**WHAT THE TASK ASKS**
Render every line of the records below as a Markdown table with two columns, Row for the row number and Line for the text of the line. Omit the blank lines and leave the pictures out of the answer.

**PROVIDED DATA**
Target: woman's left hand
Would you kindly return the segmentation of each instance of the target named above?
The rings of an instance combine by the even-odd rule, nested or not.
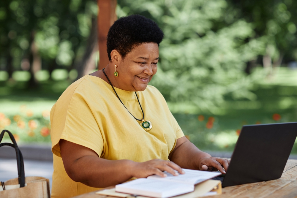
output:
[[[220,157],[205,157],[200,159],[198,166],[200,170],[210,171],[219,170],[223,174],[226,174],[230,163],[229,159]]]

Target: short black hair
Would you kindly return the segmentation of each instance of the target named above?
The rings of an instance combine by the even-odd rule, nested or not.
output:
[[[146,17],[133,15],[120,18],[109,28],[106,45],[109,61],[110,53],[116,50],[122,58],[125,58],[135,46],[144,43],[160,44],[164,34],[153,20]]]

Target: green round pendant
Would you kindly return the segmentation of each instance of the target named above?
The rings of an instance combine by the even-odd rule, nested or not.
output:
[[[148,120],[143,120],[140,122],[140,126],[146,131],[148,131],[151,129],[153,125]]]

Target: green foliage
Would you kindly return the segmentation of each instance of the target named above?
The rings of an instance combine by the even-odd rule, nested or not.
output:
[[[0,69],[10,71],[11,66],[12,70],[21,69],[22,60],[31,58],[32,47],[46,69],[79,61],[97,10],[92,0],[2,1]]]
[[[253,37],[252,24],[244,20],[215,26],[232,14],[227,12],[226,1],[123,0],[119,4],[123,8],[119,12],[129,7],[128,14],[146,15],[163,30],[159,66],[151,84],[173,112],[219,114],[224,96],[230,93],[236,98],[255,99],[249,90],[254,78],[244,70],[247,62],[263,53],[265,43]]]
[[[280,58],[297,60],[297,2],[292,0],[231,1],[238,17],[252,23],[255,37],[264,36],[263,55],[276,61]]]

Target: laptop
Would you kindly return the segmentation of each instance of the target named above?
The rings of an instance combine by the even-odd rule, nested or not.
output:
[[[225,175],[225,187],[280,178],[297,136],[297,122],[244,125]]]

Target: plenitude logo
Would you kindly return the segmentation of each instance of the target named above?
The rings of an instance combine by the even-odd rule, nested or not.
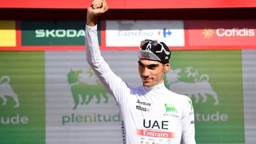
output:
[[[165,84],[192,99],[197,142],[244,143],[241,52],[174,53]],[[238,131],[233,131],[233,127]]]
[[[76,110],[78,106],[88,106],[96,100],[96,104],[102,105],[107,104],[110,94],[100,83],[100,80],[92,72],[91,68],[87,70],[87,78],[94,79],[94,84],[81,81],[81,70],[70,71],[67,74],[68,82],[70,87],[72,97],[74,101],[74,106],[72,108]],[[85,106],[83,106],[85,107]],[[87,106],[88,109],[89,106]],[[92,108],[91,108],[92,109]],[[90,109],[90,108],[89,108]],[[102,122],[119,122],[119,113],[101,113],[92,112],[92,113],[80,115],[75,112],[65,114],[62,116],[62,124],[80,123],[102,123]]]
[[[0,61],[0,143],[44,144],[43,52],[1,52]]]

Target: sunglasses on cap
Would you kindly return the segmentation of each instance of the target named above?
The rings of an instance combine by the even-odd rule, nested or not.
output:
[[[141,42],[139,49],[145,51],[152,52],[153,53],[162,53],[170,55],[171,52],[165,49],[163,44],[152,40],[144,40]]]

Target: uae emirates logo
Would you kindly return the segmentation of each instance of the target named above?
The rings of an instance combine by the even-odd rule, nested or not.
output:
[[[213,30],[211,28],[206,28],[205,29],[203,29],[202,34],[203,35],[204,38],[208,40],[213,36],[213,35],[215,34],[215,32],[214,32],[214,30]]]

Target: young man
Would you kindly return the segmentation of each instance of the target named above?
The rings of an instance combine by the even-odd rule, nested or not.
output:
[[[87,8],[86,56],[90,66],[119,104],[123,143],[195,144],[191,99],[169,91],[164,84],[171,56],[164,43],[142,42],[138,69],[142,85],[137,88],[117,76],[101,56],[97,16],[107,9],[105,0],[95,0]]]

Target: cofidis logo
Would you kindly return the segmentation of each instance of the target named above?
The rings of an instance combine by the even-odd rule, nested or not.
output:
[[[253,23],[255,22],[190,21],[188,25],[189,45],[255,45],[256,29]]]

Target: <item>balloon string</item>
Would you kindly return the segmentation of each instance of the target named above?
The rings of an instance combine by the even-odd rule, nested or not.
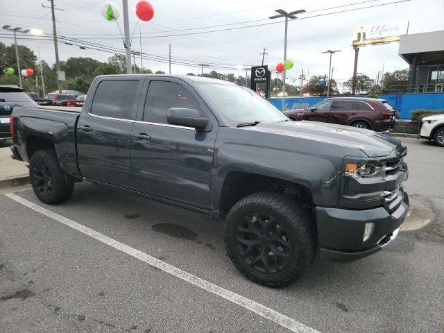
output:
[[[139,19],[139,20],[137,21],[137,23],[136,23],[136,26],[134,27],[134,30],[133,31],[133,35],[131,35],[131,42],[130,43],[133,44],[133,37],[134,37],[134,33],[136,32],[136,28],[137,28],[137,25],[139,24],[139,22],[140,22],[140,19]]]
[[[123,38],[123,34],[122,33],[122,29],[120,28],[120,25],[119,24],[119,22],[117,22],[117,20],[116,19],[114,19],[114,20],[117,24],[117,28],[119,28],[119,31],[120,31],[120,37],[122,37],[122,42],[123,42],[123,46],[126,47],[126,45],[125,45],[125,39]],[[130,43],[130,44],[131,44]]]

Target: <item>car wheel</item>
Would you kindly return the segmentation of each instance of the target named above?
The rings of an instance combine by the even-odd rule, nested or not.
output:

**IN RESPONSE**
| Row | Line |
|---|---|
| 1 | Target: woman's left hand |
| 2 | Would you kindly return the segmentation of each instance of the target named above? |
| 3 | The rings of an instance combine by the even-odd rule, nested or not. |
| 4 | output: |
| 5 | [[[220,157],[205,157],[200,159],[198,166],[200,170],[210,171],[219,170],[223,174],[226,174],[230,163],[229,159]]] |
| 6 | Target: short black hair |
| 7 | Would you kindly return the segmentation of each instance of the target named above? |
| 8 | The rings of an instance combine by the even-odd rule, nested or not. |
| 9 | output: |
| 10 | [[[146,17],[133,15],[120,18],[109,28],[106,45],[109,61],[110,53],[116,50],[122,58],[125,58],[135,46],[144,43],[160,44],[164,34],[153,20]]] |
| 11 | Target: green round pendant |
| 12 | Would you kindly return the segmentation of each instance of the target named above? |
| 13 | The rings of an instance combine by the even-odd rule, nested or not. |
| 14 | output: |
| 15 | [[[148,120],[143,120],[140,122],[140,126],[146,131],[148,131],[151,129],[153,125]]] |
| 16 | Target: green foliage |
| 17 | Would you kindly return the segmentation of each instance of the target named above? |
| 18 | The rings of an instance combine by the even-odd rule, nested or not. |
| 19 | output: |
| 20 | [[[0,69],[10,71],[11,66],[12,70],[21,69],[22,60],[31,58],[32,47],[46,69],[79,61],[97,10],[92,0],[2,1]]] |
| 21 | [[[253,37],[252,24],[244,20],[215,26],[232,14],[227,12],[226,1],[123,0],[119,4],[123,8],[119,12],[129,7],[128,14],[146,15],[163,30],[159,66],[151,84],[173,112],[219,114],[224,96],[230,93],[236,98],[255,99],[249,90],[254,78],[244,70],[247,62],[263,53],[265,43]]] |
| 22 | [[[280,58],[297,60],[297,2],[292,0],[231,1],[238,17],[252,23],[255,37],[264,36],[263,55],[276,61]]] |
| 23 | Target: laptop |
| 24 | Would you kindly return the segmentation of each instance of the target named above? |
| 25 | The rings of an instance combine by the even-odd rule, nested or not. |
| 26 | output: |
| 27 | [[[225,175],[225,187],[280,178],[297,136],[297,122],[244,125]]] |
| 28 | Target: plenitude logo |
| 29 | Would you kindly return the segmentation of each instance of the target named above? |
| 30 | The rings of an instance combine by the even-odd rule, nested or not. |
| 31 | output: |
| 32 | [[[165,84],[192,99],[197,142],[244,143],[241,52],[174,53]],[[238,131],[233,131],[233,127]]] |
| 33 | [[[76,110],[78,106],[88,106],[96,100],[96,104],[102,105],[107,104],[110,94],[100,83],[100,80],[92,72],[91,68],[87,70],[87,78],[94,79],[94,84],[81,81],[81,70],[70,71],[67,74],[68,82],[70,87],[72,97],[74,101],[74,106],[72,108]],[[85,106],[83,106],[85,107]],[[87,106],[88,109],[89,106]],[[92,108],[91,108],[92,109]],[[90,109],[90,108],[89,108]],[[102,122],[119,122],[119,113],[101,113],[92,112],[92,113],[80,115],[75,112],[65,114],[62,116],[62,124],[80,123],[102,123]]] |
| 34 | [[[0,61],[0,143],[44,144],[43,52],[1,52]]] |
| 35 | Target: sunglasses on cap |
| 36 | Would you kindly return the segmentation of each instance of the target named above? |
| 37 | The rings of an instance combine by the even-odd rule, nested or not. |
| 38 | output: |
| 39 | [[[141,42],[139,49],[145,51],[152,52],[153,53],[162,53],[170,55],[171,52],[165,49],[163,44],[152,40],[144,40]]] |
| 40 | Target: uae emirates logo |
| 41 | Would you kindly return the segmentation of each instance of the target named above? |
| 42 | The rings of an instance combine by the even-odd rule, nested or not. |
| 43 | output: |
| 44 | [[[213,30],[211,28],[206,28],[205,29],[203,29],[202,34],[203,35],[204,38],[208,40],[213,36],[213,35],[215,34],[215,32],[214,32],[214,30]]] |
| 45 | Target: young man |
| 46 | Would you kindly return the segmentation of each instance of the target named above? |
| 47 | The rings of an instance combine by the even-odd rule, nested or not. |
| 48 | output: |
| 49 | [[[87,8],[86,56],[90,66],[119,104],[123,143],[195,144],[191,99],[169,91],[164,84],[171,56],[164,43],[142,42],[138,69],[142,85],[137,88],[117,76],[101,56],[97,16],[107,9],[105,0],[95,0]]] |
| 50 | Target: cofidis logo |
| 51 | Would you kindly return the segmentation of each instance of the target named above? |
| 52 | The rings of an instance combine by the even-odd rule, nested or not. |
| 53 | output: |
| 54 | [[[253,23],[255,22],[190,21],[188,25],[189,45],[255,45],[256,29]]] |
| 55 | Target: <item>balloon string</item> |
| 56 | Would you kindly return the segmentation of each instance of the target named above? |
| 57 | The rings of an instance combine by the even-odd rule, nested or not. |
| 58 | output: |
| 59 | [[[139,19],[139,20],[137,21],[137,23],[136,23],[136,26],[134,27],[134,30],[133,31],[133,35],[131,35],[131,42],[130,43],[133,44],[133,37],[134,37],[134,33],[136,32],[136,28],[137,28],[137,25],[139,24],[139,22],[140,22],[140,19]]] |
| 60 | [[[123,38],[123,34],[122,33],[122,29],[120,28],[120,25],[119,24],[119,22],[117,22],[117,20],[116,19],[114,19],[114,20],[117,24],[117,28],[119,28],[119,31],[120,31],[120,37],[122,37],[122,42],[123,42],[123,46],[126,47],[126,45],[125,45],[125,39]],[[130,43],[130,44],[131,44]]] |
| 61 | Target: <item>car wheel</item> |
| 62 | Would you kindly return the segmentation of each instance of the target named above? |
| 63 | The rings of an instance combine by the even-odd rule, nested or not. |
| 64 | output: |